*Study text:*
::::::

In this webinar, I'll present a diverse set of examples of the ways that NYU's Learning Analytics Research Network (NYU-LEARN) is including educators and students in the process of building and implementing learning analytics. We'll look at examples of how to: involve students in the creation and revision of learning analytics solutions for their own use; work with instructors to align analytically available metrics with valued course pedagogy; and partner with an educational team to design and implement interventions based on at-risk students predictions. Webinar attendees will gain a sense of both the conceptual issues and practical concerns involved in designing learning analytics for humans with humans.
Webinar 1: Learning Analytics as Educational Knowledge Infrastructure
The emerging configuration of educational institutions, technologies, scientific practices, ethics policies and companies can be usefully framed as the emergence of a new “knowledge infrastructure” (Paul Edwards). The idea that we may be transitioning into significantly new ways of knowing – about learning and learners, teaching and teachers – is both exciting and daunting, because new knowledge infrastructures redefine roles and redistribute power, raising many important questions. What should we see when open the black box powering analytics? How do we empower all stakeholders to engage in the design process? Since digital infrastructure fades quickly into the background, how can researchers, educators and learners engage with it mindfully? This isn’t just interesting to ponder academically: your school or university will be buying products that are being designed now. Or perhaps educational institutions should take control, building and sharing their own open source tools? How are universities accelerating the transition from analytics innovation to infrastructure? Speaking from the perspective of leading an institutional innovation centre in learning analytics, I hope that our experiences designing code, competencies and culture for learning analytics sheds helpful light on these questions.

::::::

*The data:*
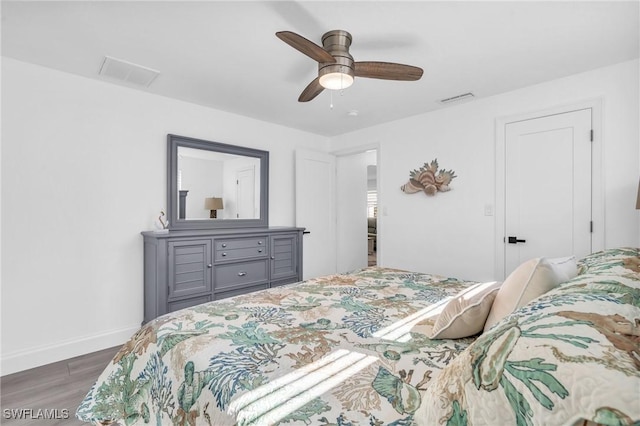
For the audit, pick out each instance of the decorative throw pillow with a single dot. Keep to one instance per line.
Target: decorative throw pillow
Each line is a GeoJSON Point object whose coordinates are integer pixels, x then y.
{"type": "Point", "coordinates": [531, 279]}
{"type": "Point", "coordinates": [465, 314]}
{"type": "Point", "coordinates": [565, 267]}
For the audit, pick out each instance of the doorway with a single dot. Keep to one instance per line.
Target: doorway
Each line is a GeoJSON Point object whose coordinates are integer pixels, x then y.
{"type": "Point", "coordinates": [372, 212]}
{"type": "Point", "coordinates": [546, 187]}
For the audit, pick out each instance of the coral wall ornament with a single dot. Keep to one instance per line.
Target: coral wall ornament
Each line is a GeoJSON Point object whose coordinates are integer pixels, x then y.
{"type": "Point", "coordinates": [429, 179]}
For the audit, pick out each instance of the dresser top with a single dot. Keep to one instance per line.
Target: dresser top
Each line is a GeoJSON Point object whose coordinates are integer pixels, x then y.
{"type": "Point", "coordinates": [220, 232]}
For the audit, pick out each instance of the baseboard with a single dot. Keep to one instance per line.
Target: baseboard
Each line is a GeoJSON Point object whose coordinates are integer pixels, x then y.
{"type": "Point", "coordinates": [47, 354]}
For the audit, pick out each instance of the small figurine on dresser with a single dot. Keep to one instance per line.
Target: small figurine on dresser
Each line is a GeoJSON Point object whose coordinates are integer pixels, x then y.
{"type": "Point", "coordinates": [161, 225]}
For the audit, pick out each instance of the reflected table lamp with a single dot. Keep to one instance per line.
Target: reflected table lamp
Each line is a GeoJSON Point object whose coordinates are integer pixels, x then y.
{"type": "Point", "coordinates": [213, 204]}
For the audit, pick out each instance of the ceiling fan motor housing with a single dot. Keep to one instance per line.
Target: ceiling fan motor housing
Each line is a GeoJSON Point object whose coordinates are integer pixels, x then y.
{"type": "Point", "coordinates": [337, 43]}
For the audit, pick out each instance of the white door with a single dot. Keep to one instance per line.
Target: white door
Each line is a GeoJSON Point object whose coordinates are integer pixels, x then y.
{"type": "Point", "coordinates": [315, 211]}
{"type": "Point", "coordinates": [548, 187]}
{"type": "Point", "coordinates": [351, 190]}
{"type": "Point", "coordinates": [245, 189]}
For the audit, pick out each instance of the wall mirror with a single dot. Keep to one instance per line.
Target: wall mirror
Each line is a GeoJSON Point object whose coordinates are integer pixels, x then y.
{"type": "Point", "coordinates": [214, 185]}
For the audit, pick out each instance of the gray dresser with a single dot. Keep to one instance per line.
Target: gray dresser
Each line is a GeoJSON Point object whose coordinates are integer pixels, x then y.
{"type": "Point", "coordinates": [186, 268]}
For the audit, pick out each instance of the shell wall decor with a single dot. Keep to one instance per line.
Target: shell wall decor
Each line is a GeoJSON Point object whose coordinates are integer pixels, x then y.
{"type": "Point", "coordinates": [429, 179]}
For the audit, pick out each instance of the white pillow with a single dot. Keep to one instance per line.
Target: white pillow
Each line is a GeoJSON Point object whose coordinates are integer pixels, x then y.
{"type": "Point", "coordinates": [565, 267]}
{"type": "Point", "coordinates": [465, 314]}
{"type": "Point", "coordinates": [531, 279]}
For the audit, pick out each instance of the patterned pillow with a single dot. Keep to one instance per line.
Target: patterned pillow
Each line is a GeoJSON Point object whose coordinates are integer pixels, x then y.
{"type": "Point", "coordinates": [531, 279]}
{"type": "Point", "coordinates": [569, 357]}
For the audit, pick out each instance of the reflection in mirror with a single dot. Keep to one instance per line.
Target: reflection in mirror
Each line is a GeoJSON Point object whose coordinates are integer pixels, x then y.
{"type": "Point", "coordinates": [214, 185]}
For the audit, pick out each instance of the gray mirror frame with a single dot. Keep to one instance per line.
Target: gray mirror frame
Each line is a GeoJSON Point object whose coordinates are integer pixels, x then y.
{"type": "Point", "coordinates": [175, 141]}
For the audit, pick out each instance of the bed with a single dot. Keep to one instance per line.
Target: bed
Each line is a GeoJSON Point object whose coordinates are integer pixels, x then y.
{"type": "Point", "coordinates": [349, 350]}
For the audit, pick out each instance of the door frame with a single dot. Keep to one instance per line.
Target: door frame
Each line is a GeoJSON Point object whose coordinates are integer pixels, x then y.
{"type": "Point", "coordinates": [597, 174]}
{"type": "Point", "coordinates": [359, 150]}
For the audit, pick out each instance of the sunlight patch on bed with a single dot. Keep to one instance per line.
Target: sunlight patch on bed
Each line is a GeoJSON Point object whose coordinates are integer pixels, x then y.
{"type": "Point", "coordinates": [399, 330]}
{"type": "Point", "coordinates": [272, 402]}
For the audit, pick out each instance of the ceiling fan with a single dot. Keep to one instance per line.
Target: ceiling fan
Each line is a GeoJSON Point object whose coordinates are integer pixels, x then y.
{"type": "Point", "coordinates": [336, 67]}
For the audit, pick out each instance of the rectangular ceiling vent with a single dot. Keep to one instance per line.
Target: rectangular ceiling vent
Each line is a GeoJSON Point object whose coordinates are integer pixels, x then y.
{"type": "Point", "coordinates": [458, 98]}
{"type": "Point", "coordinates": [118, 69]}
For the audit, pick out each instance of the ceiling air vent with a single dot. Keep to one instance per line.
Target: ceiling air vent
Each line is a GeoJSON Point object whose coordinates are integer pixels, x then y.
{"type": "Point", "coordinates": [126, 71]}
{"type": "Point", "coordinates": [458, 98]}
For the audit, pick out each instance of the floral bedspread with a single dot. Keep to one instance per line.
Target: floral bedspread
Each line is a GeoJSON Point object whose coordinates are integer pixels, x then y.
{"type": "Point", "coordinates": [334, 350]}
{"type": "Point", "coordinates": [568, 357]}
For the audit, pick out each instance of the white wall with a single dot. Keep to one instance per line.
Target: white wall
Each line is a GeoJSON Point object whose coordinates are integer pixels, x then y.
{"type": "Point", "coordinates": [449, 233]}
{"type": "Point", "coordinates": [83, 173]}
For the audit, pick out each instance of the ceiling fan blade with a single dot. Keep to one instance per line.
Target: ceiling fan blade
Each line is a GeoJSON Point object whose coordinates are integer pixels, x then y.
{"type": "Point", "coordinates": [305, 46]}
{"type": "Point", "coordinates": [311, 91]}
{"type": "Point", "coordinates": [387, 71]}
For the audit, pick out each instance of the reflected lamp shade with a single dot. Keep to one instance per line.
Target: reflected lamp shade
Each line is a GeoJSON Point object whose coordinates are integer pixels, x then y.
{"type": "Point", "coordinates": [213, 204]}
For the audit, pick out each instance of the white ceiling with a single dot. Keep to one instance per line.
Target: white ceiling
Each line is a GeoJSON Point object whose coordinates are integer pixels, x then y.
{"type": "Point", "coordinates": [225, 55]}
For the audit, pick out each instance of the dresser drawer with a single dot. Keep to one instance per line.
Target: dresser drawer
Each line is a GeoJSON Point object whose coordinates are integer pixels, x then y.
{"type": "Point", "coordinates": [239, 291]}
{"type": "Point", "coordinates": [240, 274]}
{"type": "Point", "coordinates": [240, 248]}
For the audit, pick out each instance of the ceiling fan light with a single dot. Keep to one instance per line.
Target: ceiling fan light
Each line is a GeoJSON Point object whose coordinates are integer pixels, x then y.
{"type": "Point", "coordinates": [336, 80]}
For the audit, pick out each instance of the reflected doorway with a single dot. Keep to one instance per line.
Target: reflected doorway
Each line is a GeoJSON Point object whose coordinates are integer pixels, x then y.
{"type": "Point", "coordinates": [372, 210]}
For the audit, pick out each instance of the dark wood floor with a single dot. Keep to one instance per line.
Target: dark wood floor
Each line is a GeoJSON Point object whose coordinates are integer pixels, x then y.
{"type": "Point", "coordinates": [59, 386]}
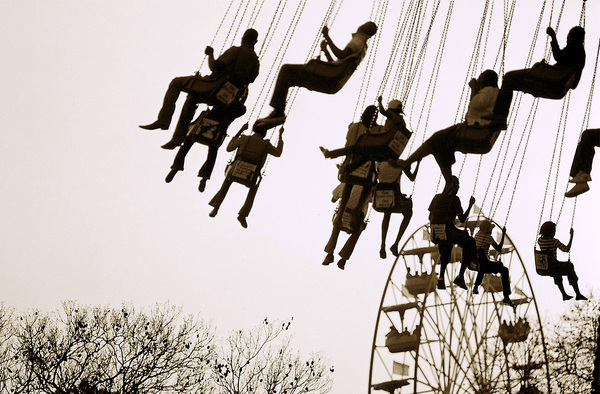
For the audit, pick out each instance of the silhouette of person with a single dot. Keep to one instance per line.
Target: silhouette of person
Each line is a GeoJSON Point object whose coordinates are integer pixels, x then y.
{"type": "Point", "coordinates": [317, 75]}
{"type": "Point", "coordinates": [444, 143]}
{"type": "Point", "coordinates": [443, 210]}
{"type": "Point", "coordinates": [240, 65]}
{"type": "Point", "coordinates": [252, 149]}
{"type": "Point", "coordinates": [582, 162]}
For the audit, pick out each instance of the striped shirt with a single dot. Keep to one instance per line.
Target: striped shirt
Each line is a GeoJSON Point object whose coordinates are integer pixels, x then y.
{"type": "Point", "coordinates": [550, 245]}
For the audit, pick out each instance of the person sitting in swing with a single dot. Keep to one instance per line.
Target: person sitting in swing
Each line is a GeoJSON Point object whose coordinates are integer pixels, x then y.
{"type": "Point", "coordinates": [443, 210]}
{"type": "Point", "coordinates": [250, 150]}
{"type": "Point", "coordinates": [363, 151]}
{"type": "Point", "coordinates": [317, 75]}
{"type": "Point", "coordinates": [558, 269]}
{"type": "Point", "coordinates": [388, 178]}
{"type": "Point", "coordinates": [483, 265]}
{"type": "Point", "coordinates": [444, 143]}
{"type": "Point", "coordinates": [240, 65]}
{"type": "Point", "coordinates": [582, 162]}
{"type": "Point", "coordinates": [216, 121]}
{"type": "Point", "coordinates": [545, 80]}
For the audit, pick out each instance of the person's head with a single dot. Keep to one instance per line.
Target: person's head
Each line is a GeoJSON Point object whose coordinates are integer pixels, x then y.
{"type": "Point", "coordinates": [396, 106]}
{"type": "Point", "coordinates": [486, 226]}
{"type": "Point", "coordinates": [548, 230]}
{"type": "Point", "coordinates": [369, 29]}
{"type": "Point", "coordinates": [250, 37]}
{"type": "Point", "coordinates": [576, 35]}
{"type": "Point", "coordinates": [369, 115]}
{"type": "Point", "coordinates": [452, 185]}
{"type": "Point", "coordinates": [488, 78]}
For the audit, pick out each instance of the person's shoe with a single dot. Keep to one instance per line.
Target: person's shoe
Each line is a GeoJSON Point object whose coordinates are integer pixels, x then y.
{"type": "Point", "coordinates": [581, 177]}
{"type": "Point", "coordinates": [460, 282]}
{"type": "Point", "coordinates": [171, 175]}
{"type": "Point", "coordinates": [328, 259]}
{"type": "Point", "coordinates": [155, 125]}
{"type": "Point", "coordinates": [441, 285]}
{"type": "Point", "coordinates": [325, 152]}
{"type": "Point", "coordinates": [508, 302]}
{"type": "Point", "coordinates": [171, 145]}
{"type": "Point", "coordinates": [578, 189]}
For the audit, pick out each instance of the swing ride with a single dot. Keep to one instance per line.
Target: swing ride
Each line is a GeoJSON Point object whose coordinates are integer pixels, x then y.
{"type": "Point", "coordinates": [425, 340]}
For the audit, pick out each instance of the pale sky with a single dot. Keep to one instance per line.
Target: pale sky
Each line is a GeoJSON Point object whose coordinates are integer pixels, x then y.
{"type": "Point", "coordinates": [87, 215]}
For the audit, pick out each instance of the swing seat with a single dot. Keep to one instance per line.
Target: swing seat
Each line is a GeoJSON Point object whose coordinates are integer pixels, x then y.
{"type": "Point", "coordinates": [421, 284]}
{"type": "Point", "coordinates": [543, 262]}
{"type": "Point", "coordinates": [388, 198]}
{"type": "Point", "coordinates": [476, 139]}
{"type": "Point", "coordinates": [243, 172]}
{"type": "Point", "coordinates": [207, 131]}
{"type": "Point", "coordinates": [403, 341]}
{"type": "Point", "coordinates": [330, 77]}
{"type": "Point", "coordinates": [363, 175]}
{"type": "Point", "coordinates": [551, 82]}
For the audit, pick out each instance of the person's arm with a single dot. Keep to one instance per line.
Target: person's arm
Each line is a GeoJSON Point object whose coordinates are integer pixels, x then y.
{"type": "Point", "coordinates": [235, 141]}
{"type": "Point", "coordinates": [339, 53]}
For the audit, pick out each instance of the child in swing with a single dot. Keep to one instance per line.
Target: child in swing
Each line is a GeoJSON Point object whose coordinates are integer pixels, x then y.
{"type": "Point", "coordinates": [558, 269]}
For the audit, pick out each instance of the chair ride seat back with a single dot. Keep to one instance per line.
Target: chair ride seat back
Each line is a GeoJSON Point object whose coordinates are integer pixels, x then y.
{"type": "Point", "coordinates": [363, 175]}
{"type": "Point", "coordinates": [388, 198]}
{"type": "Point", "coordinates": [207, 131]}
{"type": "Point", "coordinates": [476, 139]}
{"type": "Point", "coordinates": [551, 82]}
{"type": "Point", "coordinates": [243, 171]}
{"type": "Point", "coordinates": [330, 77]}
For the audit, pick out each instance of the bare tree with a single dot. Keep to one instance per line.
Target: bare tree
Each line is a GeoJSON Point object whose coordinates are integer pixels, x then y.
{"type": "Point", "coordinates": [573, 348]}
{"type": "Point", "coordinates": [96, 350]}
{"type": "Point", "coordinates": [262, 361]}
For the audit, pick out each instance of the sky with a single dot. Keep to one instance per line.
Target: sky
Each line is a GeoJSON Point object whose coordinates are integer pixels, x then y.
{"type": "Point", "coordinates": [86, 214]}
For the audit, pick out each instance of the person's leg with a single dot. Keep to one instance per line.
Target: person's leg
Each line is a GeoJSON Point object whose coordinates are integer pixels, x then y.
{"type": "Point", "coordinates": [179, 161]}
{"type": "Point", "coordinates": [247, 207]}
{"type": "Point", "coordinates": [385, 224]}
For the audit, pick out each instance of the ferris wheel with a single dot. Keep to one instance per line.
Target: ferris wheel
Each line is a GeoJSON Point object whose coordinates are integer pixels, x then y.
{"type": "Point", "coordinates": [453, 341]}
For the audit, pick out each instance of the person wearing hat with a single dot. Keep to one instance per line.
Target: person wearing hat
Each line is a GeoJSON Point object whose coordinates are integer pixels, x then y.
{"type": "Point", "coordinates": [239, 64]}
{"type": "Point", "coordinates": [252, 148]}
{"type": "Point", "coordinates": [443, 143]}
{"type": "Point", "coordinates": [483, 264]}
{"type": "Point", "coordinates": [558, 269]}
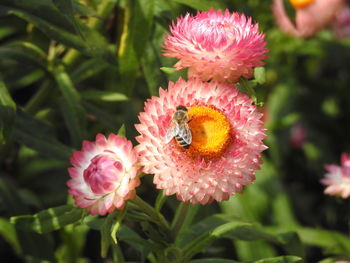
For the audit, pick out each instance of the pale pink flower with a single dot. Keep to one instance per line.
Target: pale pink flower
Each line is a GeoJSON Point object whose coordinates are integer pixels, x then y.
{"type": "Point", "coordinates": [104, 174]}
{"type": "Point", "coordinates": [226, 143]}
{"type": "Point", "coordinates": [216, 46]}
{"type": "Point", "coordinates": [310, 16]}
{"type": "Point", "coordinates": [338, 178]}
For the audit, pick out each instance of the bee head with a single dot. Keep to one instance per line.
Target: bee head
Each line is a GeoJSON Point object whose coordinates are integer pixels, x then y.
{"type": "Point", "coordinates": [181, 107]}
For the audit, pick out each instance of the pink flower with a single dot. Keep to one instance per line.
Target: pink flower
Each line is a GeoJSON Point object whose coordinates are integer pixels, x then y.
{"type": "Point", "coordinates": [216, 46]}
{"type": "Point", "coordinates": [310, 16]}
{"type": "Point", "coordinates": [104, 174]}
{"type": "Point", "coordinates": [338, 178]}
{"type": "Point", "coordinates": [226, 142]}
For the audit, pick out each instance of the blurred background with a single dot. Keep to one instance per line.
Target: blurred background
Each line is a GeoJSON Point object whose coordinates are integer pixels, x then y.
{"type": "Point", "coordinates": [70, 69]}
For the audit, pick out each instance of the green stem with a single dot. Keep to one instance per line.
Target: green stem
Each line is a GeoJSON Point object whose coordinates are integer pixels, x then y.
{"type": "Point", "coordinates": [179, 219]}
{"type": "Point", "coordinates": [152, 213]}
{"type": "Point", "coordinates": [103, 10]}
{"type": "Point", "coordinates": [69, 58]}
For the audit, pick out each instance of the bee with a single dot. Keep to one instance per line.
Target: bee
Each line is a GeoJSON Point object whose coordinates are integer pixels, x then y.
{"type": "Point", "coordinates": [179, 129]}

::::::

*Task prompt:* Rewrite the learning analytics text between "In this webinar, I'll" and "humans with humans.", inclusive, changing "instructors" to "teachers".

*Task response:*
In this webinar, I'll present a diverse set of examples of the ways that NYU's Learning Analytics Research Network (NYU-LEARN) is including educators and students in the process of building and implementing learning analytics. We'll look at examples of how to: involve students in the creation and revision of learning analytics solutions for their own use; work with teachers to align analytically available metrics with valued course pedagogy; and partner with an educational team to design and implement interventions based on at-risk students predictions. Webinar attendees will gain a sense of both the conceptual issues and practical concerns involved in designing learning analytics for humans with humans.